AIM >>
Print the line containing "Segment the car" and each line after it through the end, please, with nothing added.

DATASET RECORDS >>
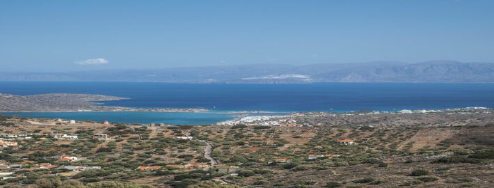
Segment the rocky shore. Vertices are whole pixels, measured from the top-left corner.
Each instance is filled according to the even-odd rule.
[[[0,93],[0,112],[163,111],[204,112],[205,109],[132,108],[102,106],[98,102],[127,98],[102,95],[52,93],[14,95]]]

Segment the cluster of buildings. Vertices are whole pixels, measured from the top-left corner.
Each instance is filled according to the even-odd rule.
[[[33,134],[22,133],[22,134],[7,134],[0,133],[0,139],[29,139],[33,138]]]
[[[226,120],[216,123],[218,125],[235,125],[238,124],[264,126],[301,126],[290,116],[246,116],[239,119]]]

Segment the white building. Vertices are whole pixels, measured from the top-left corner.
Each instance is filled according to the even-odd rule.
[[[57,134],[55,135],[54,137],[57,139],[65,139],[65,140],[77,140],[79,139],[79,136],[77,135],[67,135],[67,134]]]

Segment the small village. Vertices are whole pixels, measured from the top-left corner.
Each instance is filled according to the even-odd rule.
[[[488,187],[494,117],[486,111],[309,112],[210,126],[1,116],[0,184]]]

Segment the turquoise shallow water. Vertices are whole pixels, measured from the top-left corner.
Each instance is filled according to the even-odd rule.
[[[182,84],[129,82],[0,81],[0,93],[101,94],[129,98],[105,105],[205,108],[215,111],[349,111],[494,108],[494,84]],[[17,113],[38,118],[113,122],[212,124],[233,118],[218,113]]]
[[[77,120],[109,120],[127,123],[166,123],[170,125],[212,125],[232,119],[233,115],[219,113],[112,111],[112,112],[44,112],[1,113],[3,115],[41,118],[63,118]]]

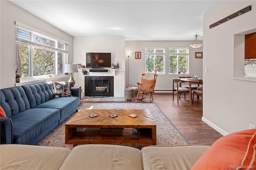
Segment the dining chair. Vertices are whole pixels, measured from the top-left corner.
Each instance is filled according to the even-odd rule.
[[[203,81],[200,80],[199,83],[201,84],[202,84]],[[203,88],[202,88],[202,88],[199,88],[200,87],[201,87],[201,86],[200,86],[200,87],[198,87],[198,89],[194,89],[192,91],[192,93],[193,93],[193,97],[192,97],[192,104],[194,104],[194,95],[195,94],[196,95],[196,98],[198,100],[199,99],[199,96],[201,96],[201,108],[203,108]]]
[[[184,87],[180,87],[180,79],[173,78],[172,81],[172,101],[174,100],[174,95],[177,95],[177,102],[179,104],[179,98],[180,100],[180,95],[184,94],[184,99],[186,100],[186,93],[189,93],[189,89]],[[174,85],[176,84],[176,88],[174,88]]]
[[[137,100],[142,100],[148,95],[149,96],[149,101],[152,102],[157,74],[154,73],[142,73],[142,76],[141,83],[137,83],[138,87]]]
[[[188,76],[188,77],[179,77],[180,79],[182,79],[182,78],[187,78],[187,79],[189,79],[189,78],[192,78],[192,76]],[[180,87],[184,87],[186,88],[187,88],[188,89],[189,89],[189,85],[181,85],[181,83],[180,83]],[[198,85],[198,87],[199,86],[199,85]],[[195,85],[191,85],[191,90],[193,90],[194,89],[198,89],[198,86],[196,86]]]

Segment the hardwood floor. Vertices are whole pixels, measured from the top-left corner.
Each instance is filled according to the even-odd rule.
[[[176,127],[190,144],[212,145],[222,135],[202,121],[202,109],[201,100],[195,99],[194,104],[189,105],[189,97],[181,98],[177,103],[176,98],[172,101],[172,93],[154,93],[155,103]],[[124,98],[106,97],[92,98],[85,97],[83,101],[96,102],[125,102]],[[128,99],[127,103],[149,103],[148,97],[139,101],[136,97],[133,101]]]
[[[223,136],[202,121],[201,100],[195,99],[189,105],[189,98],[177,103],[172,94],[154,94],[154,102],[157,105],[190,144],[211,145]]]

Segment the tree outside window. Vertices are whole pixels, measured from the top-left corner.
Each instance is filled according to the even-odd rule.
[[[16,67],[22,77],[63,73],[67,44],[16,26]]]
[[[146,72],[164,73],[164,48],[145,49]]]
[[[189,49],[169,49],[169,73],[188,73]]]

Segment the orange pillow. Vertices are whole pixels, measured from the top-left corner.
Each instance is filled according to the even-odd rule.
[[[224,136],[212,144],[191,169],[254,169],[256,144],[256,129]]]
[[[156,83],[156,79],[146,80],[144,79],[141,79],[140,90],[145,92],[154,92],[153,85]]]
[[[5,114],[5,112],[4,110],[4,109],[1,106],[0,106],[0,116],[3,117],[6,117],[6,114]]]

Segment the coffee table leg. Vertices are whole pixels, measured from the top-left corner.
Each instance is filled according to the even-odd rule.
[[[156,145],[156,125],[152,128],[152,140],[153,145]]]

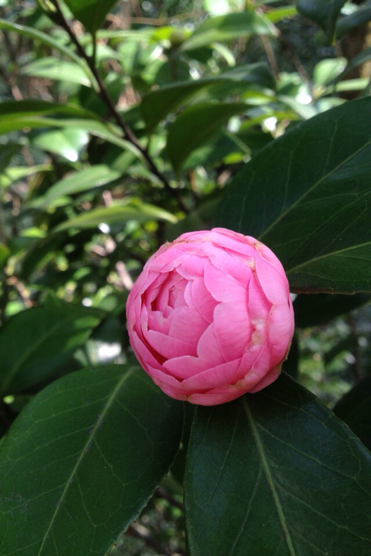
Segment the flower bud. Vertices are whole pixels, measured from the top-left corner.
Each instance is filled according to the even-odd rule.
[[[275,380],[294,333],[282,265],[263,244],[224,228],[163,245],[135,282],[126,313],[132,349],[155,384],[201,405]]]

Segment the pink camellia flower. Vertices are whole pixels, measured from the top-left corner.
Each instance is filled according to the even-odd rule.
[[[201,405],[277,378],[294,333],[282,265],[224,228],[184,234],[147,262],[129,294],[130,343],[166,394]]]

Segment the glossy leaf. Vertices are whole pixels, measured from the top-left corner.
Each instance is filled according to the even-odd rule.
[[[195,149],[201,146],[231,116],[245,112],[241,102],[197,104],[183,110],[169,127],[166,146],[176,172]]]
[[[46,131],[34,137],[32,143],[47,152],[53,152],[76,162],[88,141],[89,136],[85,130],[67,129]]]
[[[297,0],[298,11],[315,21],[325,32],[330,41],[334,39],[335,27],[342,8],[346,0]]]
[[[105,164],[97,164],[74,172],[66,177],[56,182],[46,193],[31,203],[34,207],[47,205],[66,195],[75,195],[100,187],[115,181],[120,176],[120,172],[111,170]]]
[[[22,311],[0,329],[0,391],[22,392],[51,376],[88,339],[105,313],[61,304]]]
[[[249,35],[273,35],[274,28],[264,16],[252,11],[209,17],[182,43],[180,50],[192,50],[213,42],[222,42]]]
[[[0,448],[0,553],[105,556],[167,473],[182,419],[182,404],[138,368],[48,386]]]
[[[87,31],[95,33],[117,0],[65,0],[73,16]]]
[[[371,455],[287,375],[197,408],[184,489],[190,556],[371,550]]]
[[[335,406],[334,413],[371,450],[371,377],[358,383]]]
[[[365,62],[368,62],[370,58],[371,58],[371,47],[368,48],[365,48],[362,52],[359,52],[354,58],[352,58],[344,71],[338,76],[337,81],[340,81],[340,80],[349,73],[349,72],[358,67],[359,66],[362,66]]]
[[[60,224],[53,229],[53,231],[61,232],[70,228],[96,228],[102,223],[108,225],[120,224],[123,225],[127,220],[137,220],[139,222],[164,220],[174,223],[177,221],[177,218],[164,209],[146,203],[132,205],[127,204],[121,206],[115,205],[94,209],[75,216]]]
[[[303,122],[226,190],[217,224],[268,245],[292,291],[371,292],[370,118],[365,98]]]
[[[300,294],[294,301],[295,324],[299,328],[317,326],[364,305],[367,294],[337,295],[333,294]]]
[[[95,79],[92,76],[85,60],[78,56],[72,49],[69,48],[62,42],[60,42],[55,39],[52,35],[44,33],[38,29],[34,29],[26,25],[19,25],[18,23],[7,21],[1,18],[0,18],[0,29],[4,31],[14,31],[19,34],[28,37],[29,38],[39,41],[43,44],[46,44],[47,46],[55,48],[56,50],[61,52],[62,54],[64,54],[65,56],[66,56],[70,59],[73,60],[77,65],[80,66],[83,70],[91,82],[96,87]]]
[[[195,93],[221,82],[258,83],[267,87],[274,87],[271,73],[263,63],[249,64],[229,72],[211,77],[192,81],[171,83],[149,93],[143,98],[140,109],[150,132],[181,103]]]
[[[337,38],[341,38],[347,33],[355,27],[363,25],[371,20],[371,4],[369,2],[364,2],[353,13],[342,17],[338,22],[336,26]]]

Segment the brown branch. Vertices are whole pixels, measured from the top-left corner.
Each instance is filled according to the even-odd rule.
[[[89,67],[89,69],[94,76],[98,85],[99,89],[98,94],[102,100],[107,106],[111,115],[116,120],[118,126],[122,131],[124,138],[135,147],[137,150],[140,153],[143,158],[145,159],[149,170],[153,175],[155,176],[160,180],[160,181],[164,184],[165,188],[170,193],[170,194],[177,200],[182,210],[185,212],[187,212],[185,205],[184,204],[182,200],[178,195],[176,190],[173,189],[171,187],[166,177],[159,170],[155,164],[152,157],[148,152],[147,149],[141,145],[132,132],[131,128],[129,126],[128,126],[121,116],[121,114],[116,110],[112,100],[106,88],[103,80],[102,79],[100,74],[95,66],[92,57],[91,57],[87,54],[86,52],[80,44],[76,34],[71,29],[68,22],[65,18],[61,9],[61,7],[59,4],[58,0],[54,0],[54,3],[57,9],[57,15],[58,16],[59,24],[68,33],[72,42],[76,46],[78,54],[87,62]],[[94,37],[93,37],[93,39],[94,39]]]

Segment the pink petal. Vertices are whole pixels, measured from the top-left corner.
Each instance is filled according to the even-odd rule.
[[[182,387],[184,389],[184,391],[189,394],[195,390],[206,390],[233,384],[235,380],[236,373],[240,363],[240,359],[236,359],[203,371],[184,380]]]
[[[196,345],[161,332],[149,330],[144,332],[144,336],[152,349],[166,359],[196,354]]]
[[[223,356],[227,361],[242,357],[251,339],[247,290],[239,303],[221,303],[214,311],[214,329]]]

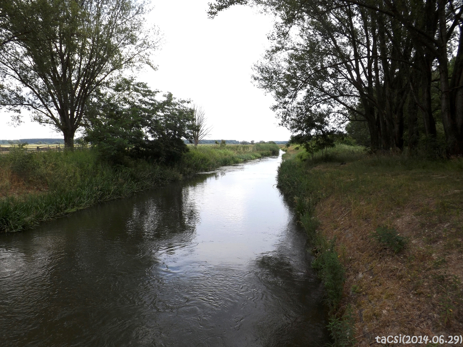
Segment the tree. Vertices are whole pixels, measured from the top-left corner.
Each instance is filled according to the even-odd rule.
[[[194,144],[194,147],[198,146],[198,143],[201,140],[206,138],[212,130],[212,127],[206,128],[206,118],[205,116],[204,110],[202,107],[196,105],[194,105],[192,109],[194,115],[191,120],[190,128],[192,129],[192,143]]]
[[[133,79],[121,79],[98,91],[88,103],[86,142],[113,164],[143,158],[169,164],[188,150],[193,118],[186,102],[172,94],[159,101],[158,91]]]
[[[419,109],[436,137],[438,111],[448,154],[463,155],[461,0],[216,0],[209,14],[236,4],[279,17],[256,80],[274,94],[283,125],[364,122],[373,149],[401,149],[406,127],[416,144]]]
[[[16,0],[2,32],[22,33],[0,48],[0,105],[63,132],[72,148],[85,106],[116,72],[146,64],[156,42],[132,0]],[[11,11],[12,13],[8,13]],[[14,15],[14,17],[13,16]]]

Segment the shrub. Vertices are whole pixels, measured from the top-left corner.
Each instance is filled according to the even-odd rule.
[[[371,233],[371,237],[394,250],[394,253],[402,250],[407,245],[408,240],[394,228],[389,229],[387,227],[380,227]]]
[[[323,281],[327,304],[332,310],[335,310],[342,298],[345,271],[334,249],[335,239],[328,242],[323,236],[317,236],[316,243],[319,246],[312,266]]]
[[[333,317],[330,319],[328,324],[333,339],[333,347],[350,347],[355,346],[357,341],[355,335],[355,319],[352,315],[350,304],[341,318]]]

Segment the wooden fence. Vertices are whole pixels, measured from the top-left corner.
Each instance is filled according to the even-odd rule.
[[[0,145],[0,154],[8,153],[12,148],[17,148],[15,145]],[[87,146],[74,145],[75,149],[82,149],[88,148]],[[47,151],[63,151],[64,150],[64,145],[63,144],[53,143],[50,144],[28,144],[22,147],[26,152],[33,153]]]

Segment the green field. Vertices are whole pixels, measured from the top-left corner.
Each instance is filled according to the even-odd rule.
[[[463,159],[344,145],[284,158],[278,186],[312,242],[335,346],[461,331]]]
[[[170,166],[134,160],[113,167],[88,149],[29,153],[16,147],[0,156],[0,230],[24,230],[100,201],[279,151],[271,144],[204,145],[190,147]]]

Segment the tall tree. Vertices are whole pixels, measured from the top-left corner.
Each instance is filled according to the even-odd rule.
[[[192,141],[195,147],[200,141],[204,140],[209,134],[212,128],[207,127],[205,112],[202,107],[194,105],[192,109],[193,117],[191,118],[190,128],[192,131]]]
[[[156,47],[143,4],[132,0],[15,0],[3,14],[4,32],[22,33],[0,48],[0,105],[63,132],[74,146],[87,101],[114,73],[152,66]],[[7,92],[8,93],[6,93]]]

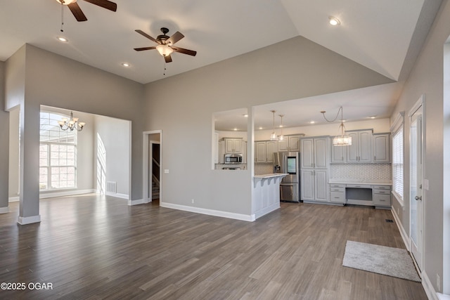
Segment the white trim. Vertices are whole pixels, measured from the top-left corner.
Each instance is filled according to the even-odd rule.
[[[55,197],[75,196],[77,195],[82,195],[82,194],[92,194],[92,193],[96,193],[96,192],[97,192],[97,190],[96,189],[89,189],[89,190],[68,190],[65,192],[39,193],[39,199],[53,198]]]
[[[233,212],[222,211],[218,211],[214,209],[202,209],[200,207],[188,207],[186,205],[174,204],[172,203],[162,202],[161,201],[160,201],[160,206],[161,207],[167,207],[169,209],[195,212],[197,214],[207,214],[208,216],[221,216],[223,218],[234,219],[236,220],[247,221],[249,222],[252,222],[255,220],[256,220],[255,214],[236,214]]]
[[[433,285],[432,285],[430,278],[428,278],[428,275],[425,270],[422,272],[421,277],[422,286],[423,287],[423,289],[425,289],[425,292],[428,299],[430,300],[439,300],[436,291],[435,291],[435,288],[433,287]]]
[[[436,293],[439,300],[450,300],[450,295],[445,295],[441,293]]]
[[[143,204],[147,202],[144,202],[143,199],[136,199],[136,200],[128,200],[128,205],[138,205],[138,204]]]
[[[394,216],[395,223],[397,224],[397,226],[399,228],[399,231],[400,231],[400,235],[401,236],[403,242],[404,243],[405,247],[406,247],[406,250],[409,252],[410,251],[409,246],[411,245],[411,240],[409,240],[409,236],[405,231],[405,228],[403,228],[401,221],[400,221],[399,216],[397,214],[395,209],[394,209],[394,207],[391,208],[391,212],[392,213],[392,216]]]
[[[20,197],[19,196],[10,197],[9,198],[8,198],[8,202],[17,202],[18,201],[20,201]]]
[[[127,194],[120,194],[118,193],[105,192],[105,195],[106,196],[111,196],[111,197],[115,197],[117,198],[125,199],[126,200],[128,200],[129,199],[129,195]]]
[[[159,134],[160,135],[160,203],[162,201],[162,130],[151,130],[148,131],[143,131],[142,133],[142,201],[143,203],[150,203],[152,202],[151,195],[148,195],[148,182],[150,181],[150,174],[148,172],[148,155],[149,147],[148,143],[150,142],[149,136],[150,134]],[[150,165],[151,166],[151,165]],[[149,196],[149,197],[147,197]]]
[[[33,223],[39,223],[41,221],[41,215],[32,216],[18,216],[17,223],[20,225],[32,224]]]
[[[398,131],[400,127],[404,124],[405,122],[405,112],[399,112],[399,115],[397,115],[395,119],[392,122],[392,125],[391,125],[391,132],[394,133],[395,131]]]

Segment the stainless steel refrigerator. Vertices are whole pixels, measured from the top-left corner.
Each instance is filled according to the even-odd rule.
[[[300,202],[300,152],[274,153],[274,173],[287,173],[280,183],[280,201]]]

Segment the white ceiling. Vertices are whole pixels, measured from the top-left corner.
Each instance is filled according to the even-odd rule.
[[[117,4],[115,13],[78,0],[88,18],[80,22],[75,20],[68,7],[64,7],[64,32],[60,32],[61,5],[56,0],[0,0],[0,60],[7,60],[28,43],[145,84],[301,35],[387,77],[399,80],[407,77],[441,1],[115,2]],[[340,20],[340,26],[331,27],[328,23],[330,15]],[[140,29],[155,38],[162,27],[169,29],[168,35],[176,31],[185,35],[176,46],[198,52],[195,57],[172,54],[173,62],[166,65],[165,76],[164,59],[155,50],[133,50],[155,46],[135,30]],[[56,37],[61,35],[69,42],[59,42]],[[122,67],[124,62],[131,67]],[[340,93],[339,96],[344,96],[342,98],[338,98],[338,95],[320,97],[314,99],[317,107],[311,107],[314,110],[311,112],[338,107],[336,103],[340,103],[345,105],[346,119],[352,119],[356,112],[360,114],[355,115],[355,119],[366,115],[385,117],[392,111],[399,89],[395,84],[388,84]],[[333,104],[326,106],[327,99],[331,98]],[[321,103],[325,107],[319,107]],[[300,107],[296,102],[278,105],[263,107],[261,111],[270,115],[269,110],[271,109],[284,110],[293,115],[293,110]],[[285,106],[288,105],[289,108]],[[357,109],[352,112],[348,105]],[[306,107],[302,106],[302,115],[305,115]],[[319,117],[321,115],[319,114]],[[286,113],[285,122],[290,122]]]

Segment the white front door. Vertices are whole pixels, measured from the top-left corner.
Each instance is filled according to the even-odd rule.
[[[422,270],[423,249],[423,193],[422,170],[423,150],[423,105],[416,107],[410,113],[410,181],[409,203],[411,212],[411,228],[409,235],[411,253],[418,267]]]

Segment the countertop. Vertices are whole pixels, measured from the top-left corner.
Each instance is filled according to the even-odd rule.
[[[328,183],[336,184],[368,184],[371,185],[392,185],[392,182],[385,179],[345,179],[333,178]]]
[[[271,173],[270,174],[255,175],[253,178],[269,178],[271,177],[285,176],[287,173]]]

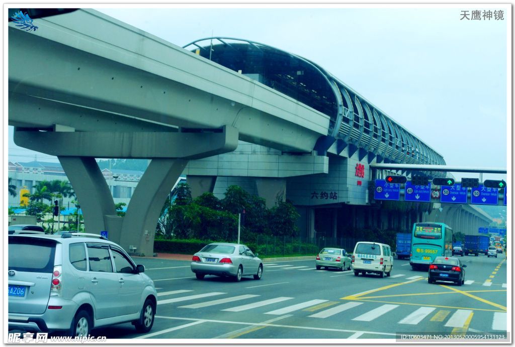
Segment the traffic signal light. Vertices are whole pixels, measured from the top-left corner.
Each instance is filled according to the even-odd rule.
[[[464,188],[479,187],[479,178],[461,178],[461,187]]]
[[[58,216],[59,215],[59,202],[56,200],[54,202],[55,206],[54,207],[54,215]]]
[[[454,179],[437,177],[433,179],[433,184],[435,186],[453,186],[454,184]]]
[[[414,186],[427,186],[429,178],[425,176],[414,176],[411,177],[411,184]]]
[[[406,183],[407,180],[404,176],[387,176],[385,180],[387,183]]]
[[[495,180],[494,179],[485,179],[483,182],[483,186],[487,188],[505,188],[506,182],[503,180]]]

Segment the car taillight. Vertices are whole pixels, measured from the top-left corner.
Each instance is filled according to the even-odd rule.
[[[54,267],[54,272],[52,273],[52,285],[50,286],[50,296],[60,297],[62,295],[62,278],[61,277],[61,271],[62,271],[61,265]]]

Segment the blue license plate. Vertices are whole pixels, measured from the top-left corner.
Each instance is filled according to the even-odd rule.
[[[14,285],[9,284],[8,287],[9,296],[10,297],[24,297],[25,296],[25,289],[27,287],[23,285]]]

SOLVED PROBLEM >>
Segment the car taillight. Vertices are whole pixels, measured from the top-left corner.
Each instance is filled according to the even-odd rule.
[[[54,267],[54,272],[52,273],[52,285],[50,286],[50,296],[60,297],[62,295],[62,278],[61,277],[61,271],[62,271],[61,265]]]

Segment the blue license plate. Vertices are whole pixels, measured from the top-left corner.
Each instance is filled according to the even-odd rule.
[[[14,285],[9,284],[8,287],[9,296],[10,297],[24,297],[25,296],[25,289],[27,287],[23,285]]]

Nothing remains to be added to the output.